OBJECTIVE | Set down the data below without change, skipping the pictures it holds.

DATASET |
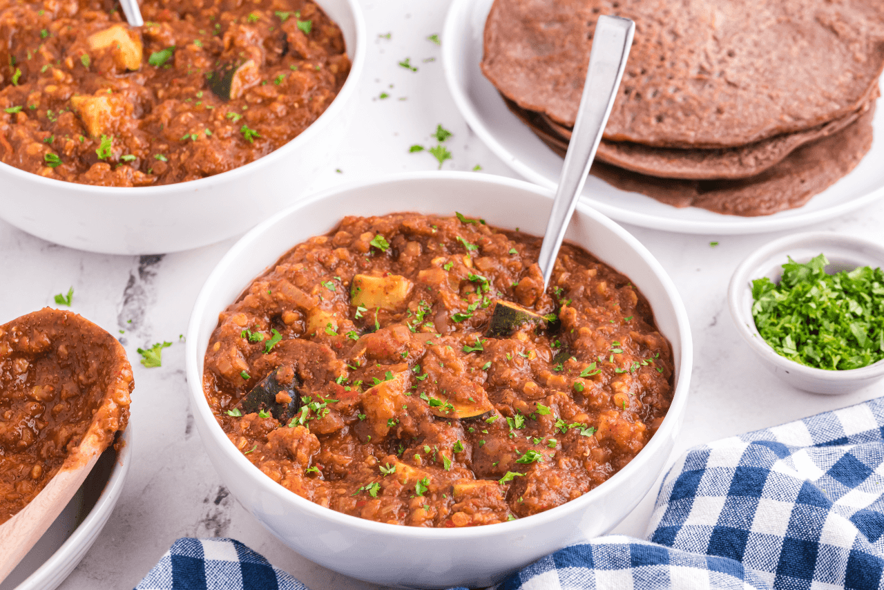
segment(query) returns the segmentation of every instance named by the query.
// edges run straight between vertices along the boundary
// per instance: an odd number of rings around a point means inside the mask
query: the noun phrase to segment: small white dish
[[[789,257],[806,263],[819,254],[828,259],[826,271],[831,273],[884,265],[884,246],[873,241],[833,233],[796,234],[762,246],[736,267],[728,287],[728,303],[740,335],[768,370],[798,389],[834,395],[856,391],[884,377],[884,361],[847,371],[800,364],[777,354],[758,333],[752,318],[752,280],[767,277],[779,282]]]
[[[0,162],[0,218],[68,248],[160,254],[226,240],[293,203],[301,193],[293,180],[324,165],[345,138],[365,64],[357,0],[316,2],[344,34],[352,66],[325,111],[291,142],[239,168],[158,187],[65,182]]]
[[[562,158],[516,118],[483,75],[483,33],[493,0],[454,0],[442,34],[442,65],[458,110],[476,134],[516,173],[555,188]],[[874,119],[875,141],[853,172],[804,207],[763,217],[678,209],[590,176],[582,195],[592,208],[621,223],[682,234],[740,234],[792,229],[844,215],[884,197],[884,109]]]
[[[0,584],[0,590],[54,590],[77,567],[113,512],[129,472],[132,424],[118,453],[99,457],[71,502],[25,558]]]
[[[552,193],[522,180],[473,172],[420,172],[335,188],[300,201],[243,236],[221,259],[194,305],[187,328],[190,403],[210,459],[234,497],[283,543],[330,570],[385,586],[485,587],[567,545],[604,534],[629,514],[666,466],[688,399],[692,344],[672,280],[636,238],[578,203],[566,239],[629,277],[672,344],[674,394],[659,429],[610,479],[583,496],[513,522],[463,529],[400,526],[336,512],[302,498],[255,467],[222,430],[202,391],[203,358],[218,314],[296,244],[345,215],[411,211],[484,218],[542,235]]]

SOLUTION |
segment(query) returns the segmentation of every instance named by the query.
// edges run straight between vertices along the boundary
// per instance: an odd number of rings around a point means inside the mask
query: the noun phrase to segment: small white dish
[[[789,257],[806,263],[819,254],[828,259],[826,271],[831,273],[884,265],[884,246],[873,241],[833,233],[796,234],[762,246],[736,267],[728,287],[728,303],[740,335],[768,370],[798,389],[834,395],[856,391],[884,377],[884,361],[847,371],[800,364],[777,354],[758,333],[752,318],[752,280],[767,277],[779,282]]]
[[[0,162],[0,218],[68,248],[160,254],[226,240],[293,203],[301,193],[293,180],[324,165],[345,138],[365,64],[357,0],[316,2],[344,34],[352,66],[325,111],[291,142],[239,168],[158,187],[65,182]]]
[[[562,158],[516,118],[483,75],[483,33],[493,0],[454,0],[442,34],[442,65],[458,110],[476,134],[516,173],[555,188]],[[874,119],[875,141],[853,172],[804,207],[763,217],[678,209],[590,176],[582,195],[592,208],[621,223],[682,234],[740,234],[792,229],[844,215],[884,197],[884,109]]]
[[[0,584],[0,590],[54,590],[77,567],[113,512],[129,472],[132,424],[118,453],[99,457],[71,502],[25,558]]]
[[[552,193],[522,180],[473,172],[420,172],[335,188],[300,201],[243,236],[221,259],[194,305],[187,328],[190,403],[210,459],[234,497],[283,543],[330,570],[385,586],[485,587],[567,545],[604,534],[629,514],[666,466],[688,399],[692,344],[672,280],[636,238],[578,203],[566,239],[629,277],[672,344],[674,394],[659,429],[610,479],[583,496],[513,522],[463,529],[400,526],[336,512],[302,498],[255,467],[222,430],[202,391],[203,358],[218,314],[296,244],[345,215],[411,211],[484,218],[542,235]]]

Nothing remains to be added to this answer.